» **Excerpt to read**:

<<<<

Example code about how to extract several date and time features from datetime variables with feature-engine. It can answer following questions:
- How to directly read weather data from Canadian government website?
- How to randomly pick n rows from pandas data frame?
- How to extract all feature-engine supported date time features automatically?
- How to extract the most commonly used date time features automatically?
- How to extract your interest date time features?
import numpy as np
import pandas as pd
import matplotlib.pyplot as plt
from sklearn.model_selection import train_test_split
from feature_engine import transformation as vt
# create range of monthly dates
download_dates = pd.date_range(start='2019-01-01', end='2020-01-01', freq='MS')
# URL from Chrome DevTools Console
base_url = ("https://climate.weather.gc.ca/climate_data/bulk_data_e.html?format=csv&"
"stationID=51442&Year={}&Month={}&Day=7&timeframe=1&submit=Download+Data") # add format option to year and month
# create list of remote URL from base URL
list_of_url = [base_url.format(date.year, date.month) for date in download_dates]
# download and combine multiple files into one DataFrame
df = pd.concat((pd.read_csv(url) for url in list_of_url))
keepcolumns=['Station Name','Date/Time (LST)']
data=df[keepcolumns]
data=data.rename(columns={'Date/Time (LST)':'dt_var'})
data=data.sample(n=100)
How to extract all supported features automatically.
dfts = DatetimeFeatures(
variables=["dt_var"],
features_to_extract='all',
drop_original=False,
)
data_t = dfts.fit_transform(data)
How to extract the most common date and time features from one of the variables.
dfts = DatetimeFeatures(
variables=["dt_var"],
features_to_extract=None,
drop_original=False,
)
data_t = dfts.fit_transform(data)
How to extract your interesting date nd time features from one of the variables.
dfts = DatetimeFeatures(
variables=["dt_var"],
features_to_extract=["year", "month", "day_of_week","day_of_month","day_of_year"],
drop_original=False,
)
data_t = dfts.fit_transform(data)

>>>>

In the feature-engine example above, how many rows does the code randomly pick from the data frame?

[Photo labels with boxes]
<<<<

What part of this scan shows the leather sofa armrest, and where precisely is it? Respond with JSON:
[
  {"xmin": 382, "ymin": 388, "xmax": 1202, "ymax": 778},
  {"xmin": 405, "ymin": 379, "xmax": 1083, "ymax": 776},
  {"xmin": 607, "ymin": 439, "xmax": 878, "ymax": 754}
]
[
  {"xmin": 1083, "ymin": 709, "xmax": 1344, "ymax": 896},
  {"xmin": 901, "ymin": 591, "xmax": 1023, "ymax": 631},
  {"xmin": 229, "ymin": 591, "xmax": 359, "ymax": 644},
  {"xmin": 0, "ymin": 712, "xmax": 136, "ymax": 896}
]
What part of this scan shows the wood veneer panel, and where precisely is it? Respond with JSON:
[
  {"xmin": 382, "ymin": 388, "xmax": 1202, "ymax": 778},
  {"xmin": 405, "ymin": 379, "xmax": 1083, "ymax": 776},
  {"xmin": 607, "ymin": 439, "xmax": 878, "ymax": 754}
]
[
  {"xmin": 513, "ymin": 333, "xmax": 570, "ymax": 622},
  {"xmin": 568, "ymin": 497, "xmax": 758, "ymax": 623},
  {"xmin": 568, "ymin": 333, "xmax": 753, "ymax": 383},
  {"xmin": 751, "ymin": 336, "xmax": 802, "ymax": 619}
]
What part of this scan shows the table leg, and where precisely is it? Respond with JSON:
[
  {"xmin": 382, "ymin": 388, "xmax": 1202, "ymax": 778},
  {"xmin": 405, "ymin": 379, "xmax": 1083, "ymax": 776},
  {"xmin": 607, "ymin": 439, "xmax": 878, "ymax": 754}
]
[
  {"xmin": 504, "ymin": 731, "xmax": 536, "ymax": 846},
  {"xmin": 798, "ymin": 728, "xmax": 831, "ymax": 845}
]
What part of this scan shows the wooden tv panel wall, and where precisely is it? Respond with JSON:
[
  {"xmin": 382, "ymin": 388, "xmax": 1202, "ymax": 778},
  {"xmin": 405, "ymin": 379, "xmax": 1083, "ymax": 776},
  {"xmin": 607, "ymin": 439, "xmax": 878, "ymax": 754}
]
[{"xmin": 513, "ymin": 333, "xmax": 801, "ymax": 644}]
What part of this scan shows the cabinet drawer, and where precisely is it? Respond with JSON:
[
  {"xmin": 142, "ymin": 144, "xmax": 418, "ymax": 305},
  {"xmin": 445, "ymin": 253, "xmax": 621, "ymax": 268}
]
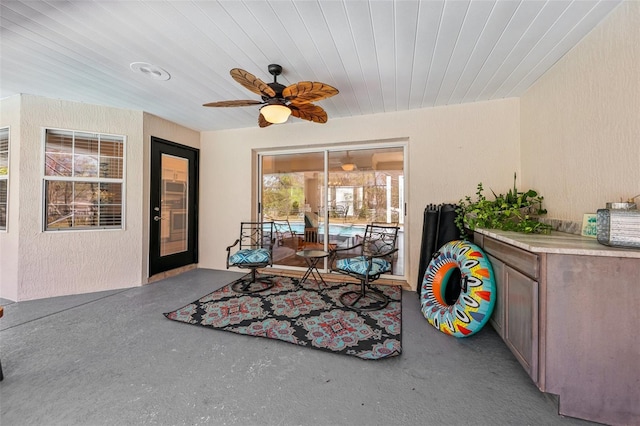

>>>>

» **Expected output**: 100 rows.